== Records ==
-.-.-

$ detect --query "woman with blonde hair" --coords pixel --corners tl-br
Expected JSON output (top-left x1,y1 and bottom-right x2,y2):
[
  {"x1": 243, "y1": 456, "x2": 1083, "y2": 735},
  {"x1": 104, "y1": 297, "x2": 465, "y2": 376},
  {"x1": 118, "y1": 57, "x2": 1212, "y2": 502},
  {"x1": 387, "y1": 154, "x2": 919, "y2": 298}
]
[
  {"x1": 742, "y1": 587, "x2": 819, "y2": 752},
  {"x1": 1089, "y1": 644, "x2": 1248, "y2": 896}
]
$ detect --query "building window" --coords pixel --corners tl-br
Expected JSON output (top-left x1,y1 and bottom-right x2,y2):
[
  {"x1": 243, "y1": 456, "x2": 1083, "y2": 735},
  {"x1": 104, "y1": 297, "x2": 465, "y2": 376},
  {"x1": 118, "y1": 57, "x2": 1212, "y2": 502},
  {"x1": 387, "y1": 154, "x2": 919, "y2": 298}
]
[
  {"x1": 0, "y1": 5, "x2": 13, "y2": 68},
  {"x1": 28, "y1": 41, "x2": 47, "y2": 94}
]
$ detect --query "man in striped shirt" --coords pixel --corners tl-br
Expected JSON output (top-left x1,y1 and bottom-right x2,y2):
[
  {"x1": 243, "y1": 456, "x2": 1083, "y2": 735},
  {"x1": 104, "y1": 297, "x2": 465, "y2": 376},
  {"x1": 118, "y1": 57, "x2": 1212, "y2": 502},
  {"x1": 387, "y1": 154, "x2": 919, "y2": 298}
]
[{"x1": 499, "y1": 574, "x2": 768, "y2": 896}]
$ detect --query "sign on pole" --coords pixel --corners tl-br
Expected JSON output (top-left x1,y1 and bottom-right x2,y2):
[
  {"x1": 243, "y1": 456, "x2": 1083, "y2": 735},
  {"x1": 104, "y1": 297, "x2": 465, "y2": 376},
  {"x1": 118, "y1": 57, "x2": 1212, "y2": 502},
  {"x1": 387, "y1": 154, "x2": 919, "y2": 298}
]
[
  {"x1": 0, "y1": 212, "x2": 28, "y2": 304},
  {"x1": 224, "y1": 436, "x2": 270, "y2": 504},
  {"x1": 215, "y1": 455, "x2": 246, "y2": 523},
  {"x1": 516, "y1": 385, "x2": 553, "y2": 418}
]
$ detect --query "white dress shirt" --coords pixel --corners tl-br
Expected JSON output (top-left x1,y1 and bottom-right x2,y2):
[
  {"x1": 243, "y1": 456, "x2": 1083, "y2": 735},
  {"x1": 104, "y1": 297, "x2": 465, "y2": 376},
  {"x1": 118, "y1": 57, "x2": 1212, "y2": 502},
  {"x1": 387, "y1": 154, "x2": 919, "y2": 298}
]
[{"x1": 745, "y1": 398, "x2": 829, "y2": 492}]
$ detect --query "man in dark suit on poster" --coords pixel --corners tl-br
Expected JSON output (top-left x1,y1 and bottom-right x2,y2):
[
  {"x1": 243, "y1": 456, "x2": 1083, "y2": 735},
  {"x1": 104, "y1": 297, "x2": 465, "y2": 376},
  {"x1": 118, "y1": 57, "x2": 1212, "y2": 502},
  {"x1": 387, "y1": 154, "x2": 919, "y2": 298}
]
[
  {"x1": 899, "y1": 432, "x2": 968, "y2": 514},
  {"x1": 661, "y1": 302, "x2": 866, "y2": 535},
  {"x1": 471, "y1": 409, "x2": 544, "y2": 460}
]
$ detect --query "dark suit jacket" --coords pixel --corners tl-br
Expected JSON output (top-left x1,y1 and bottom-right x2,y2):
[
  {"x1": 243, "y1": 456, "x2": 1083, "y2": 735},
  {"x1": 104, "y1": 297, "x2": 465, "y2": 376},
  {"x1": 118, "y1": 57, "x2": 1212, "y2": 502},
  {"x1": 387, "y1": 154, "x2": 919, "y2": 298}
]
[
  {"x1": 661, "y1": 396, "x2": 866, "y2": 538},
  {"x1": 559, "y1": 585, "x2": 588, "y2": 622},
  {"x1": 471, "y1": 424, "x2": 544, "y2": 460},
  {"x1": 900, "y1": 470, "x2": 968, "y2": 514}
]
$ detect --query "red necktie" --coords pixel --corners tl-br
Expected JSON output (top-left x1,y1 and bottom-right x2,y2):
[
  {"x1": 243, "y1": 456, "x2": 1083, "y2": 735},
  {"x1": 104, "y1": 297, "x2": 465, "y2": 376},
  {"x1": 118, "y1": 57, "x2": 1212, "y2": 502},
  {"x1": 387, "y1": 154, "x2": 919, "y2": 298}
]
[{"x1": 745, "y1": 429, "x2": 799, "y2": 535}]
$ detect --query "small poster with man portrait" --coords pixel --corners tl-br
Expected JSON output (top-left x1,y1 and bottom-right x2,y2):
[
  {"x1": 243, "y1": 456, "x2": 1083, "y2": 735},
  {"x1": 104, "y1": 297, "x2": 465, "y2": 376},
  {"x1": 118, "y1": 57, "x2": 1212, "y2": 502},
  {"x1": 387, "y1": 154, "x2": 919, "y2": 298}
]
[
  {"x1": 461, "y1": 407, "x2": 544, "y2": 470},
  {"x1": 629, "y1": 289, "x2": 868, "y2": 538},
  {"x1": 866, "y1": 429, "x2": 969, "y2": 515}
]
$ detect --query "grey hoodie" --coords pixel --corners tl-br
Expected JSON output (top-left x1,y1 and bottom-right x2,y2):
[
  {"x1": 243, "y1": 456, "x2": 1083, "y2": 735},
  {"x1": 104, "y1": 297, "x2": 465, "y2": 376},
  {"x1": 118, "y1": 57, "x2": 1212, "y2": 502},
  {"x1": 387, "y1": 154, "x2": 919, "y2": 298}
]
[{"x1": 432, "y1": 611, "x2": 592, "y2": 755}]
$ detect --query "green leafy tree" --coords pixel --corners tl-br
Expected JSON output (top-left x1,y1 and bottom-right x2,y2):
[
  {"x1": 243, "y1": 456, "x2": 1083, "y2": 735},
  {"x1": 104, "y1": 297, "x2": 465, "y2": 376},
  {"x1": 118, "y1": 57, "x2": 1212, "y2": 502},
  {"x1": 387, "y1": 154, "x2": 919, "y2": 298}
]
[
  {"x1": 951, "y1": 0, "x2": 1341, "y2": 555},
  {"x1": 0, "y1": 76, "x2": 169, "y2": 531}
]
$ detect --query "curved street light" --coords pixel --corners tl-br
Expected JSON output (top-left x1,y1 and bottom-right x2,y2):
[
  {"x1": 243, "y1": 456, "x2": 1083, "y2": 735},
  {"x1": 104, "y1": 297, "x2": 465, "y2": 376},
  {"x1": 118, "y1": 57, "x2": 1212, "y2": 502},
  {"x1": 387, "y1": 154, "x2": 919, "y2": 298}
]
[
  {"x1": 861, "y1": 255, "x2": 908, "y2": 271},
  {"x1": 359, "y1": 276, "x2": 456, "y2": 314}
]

-.-.-

== Stated exercise ==
Keep only the lines of the records that contain the string "dark", matching case exactly, and drop all other lines.

== The completed task ==
$ detect --query "man in dark suit on poster" --coords pixel --corners tl-br
$ detect --query "dark suit jacket" --coords pixel --corners tl-br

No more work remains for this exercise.